--- RECORDED DATA ---

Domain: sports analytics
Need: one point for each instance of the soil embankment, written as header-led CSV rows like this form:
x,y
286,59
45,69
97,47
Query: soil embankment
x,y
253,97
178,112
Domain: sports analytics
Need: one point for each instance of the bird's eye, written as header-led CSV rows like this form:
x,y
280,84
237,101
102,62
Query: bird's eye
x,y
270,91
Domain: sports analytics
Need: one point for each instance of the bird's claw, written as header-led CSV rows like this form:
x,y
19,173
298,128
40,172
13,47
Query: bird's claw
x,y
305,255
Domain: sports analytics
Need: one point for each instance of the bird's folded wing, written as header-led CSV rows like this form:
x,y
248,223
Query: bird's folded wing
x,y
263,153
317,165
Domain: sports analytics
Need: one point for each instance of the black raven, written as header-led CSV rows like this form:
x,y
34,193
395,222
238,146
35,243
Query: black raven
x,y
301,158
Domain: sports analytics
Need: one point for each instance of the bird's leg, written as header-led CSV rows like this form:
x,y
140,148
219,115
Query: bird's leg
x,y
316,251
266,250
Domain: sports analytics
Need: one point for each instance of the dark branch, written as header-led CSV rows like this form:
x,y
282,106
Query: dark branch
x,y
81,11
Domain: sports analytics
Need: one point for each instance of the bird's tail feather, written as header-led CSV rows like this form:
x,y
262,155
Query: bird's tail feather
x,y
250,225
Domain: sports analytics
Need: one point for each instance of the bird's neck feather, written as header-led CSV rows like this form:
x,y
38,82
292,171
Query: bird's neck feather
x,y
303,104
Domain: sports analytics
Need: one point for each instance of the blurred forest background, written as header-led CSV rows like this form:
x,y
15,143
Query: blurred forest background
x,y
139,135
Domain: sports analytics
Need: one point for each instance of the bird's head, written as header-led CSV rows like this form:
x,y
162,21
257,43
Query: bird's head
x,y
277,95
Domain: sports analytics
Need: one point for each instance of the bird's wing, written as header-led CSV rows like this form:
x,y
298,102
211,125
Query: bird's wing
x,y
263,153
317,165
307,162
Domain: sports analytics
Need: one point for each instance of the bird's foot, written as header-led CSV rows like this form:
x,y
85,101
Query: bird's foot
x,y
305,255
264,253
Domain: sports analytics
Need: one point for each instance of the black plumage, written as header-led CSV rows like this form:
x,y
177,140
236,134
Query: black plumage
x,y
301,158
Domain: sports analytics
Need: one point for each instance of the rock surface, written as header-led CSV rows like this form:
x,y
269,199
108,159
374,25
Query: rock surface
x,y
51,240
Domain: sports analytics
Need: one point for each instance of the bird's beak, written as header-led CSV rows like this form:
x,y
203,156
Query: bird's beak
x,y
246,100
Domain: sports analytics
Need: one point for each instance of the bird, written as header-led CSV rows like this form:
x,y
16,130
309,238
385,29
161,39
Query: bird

---

▶ **AIM OF THE EXERCISE**
Please set down the whole listing above without altering a single line.

▶ **EXERCISE RESPONSE**
Domain: sports analytics
Need: one point for each instance of the soil embankment, written as header-led CSV rows like this form:
x,y
286,59
45,69
97,47
Query: soil embankment
x,y
253,97
178,112
Domain: sports analytics
Need: one point for each instance of the bird's eye, written as header-led CSV rows like this form:
x,y
280,84
237,101
102,62
Query: bird's eye
x,y
270,91
Domain: sports analytics
Need: one point for each instance of the bird's claw, written as header-led CSV rows like this form:
x,y
19,173
298,128
40,172
13,47
Query: bird's claw
x,y
305,255
Domain: sports analytics
Need: one point for each instance of the bird's folded wing, written as header-led CSV rows like this form:
x,y
248,223
Query: bird's folded wing
x,y
263,153
317,165
Domain: sports analytics
Need: one point for each instance of the black raven, written as header-led CSV rows like this form:
x,y
34,193
395,222
238,146
35,243
Query: black raven
x,y
301,158
Domain: sports analytics
Need: one point for each instance of the bird's leg, written as header-led CSV rows like this form:
x,y
140,148
219,115
Query: bird's leg
x,y
316,251
266,250
Domain: sports analytics
Need: one point for each instance of the dark branch, written as header-led CSV rows like this form:
x,y
282,106
Query: dark branch
x,y
81,11
Domain: sports analytics
Need: one point for each instance of the bird's tail feather, written as header-led CSV rows like this form:
x,y
262,155
Query: bird's tail feather
x,y
250,225
Domain: sports analytics
Need: one point for each instance of the bird's neck feather, written as header-led CSV rows like this form:
x,y
38,82
292,171
Query: bird's neck feather
x,y
303,104
Domain: sports analytics
Need: one point for each instance of the blurred forest background, written as header-led CSV rows like this form:
x,y
15,143
Query: blurred forest background
x,y
139,135
Domain: sports analytics
Need: one point for each instance of the bird's head, written as header-led CSV rows like this form:
x,y
162,21
257,43
Query: bird's head
x,y
277,95
Domain: sports analytics
Need: one point for each instance of the bird's wing, written as header-led CSV rows like this form:
x,y
298,102
211,125
Query: bird's wing
x,y
263,153
317,165
307,162
Domain: sports analytics
Need: one point for each instance of the bird's foot, written as header-led CSV rows like this form:
x,y
85,101
Query: bird's foot
x,y
305,255
264,253
Domain: sports analytics
Need: one point for each instance of the black plumage, written as header-led CSV rows like this form:
x,y
177,140
236,134
Query: black plumage
x,y
301,158
Domain: sports analytics
Need: one point for each instance of the rock surface, written as header-led CSV rows like this form:
x,y
269,199
108,159
374,25
Query: rock surface
x,y
51,240
Domain: sports analytics
Need: one point for each instance of the bird's beak, written as header-led CSV rows like this form:
x,y
203,156
Query: bird's beak
x,y
246,100
Domain: sports analytics
Need: one point for each instance of the bird, written as header-led CSV rows like this form:
x,y
16,130
309,238
385,29
161,39
Query: bird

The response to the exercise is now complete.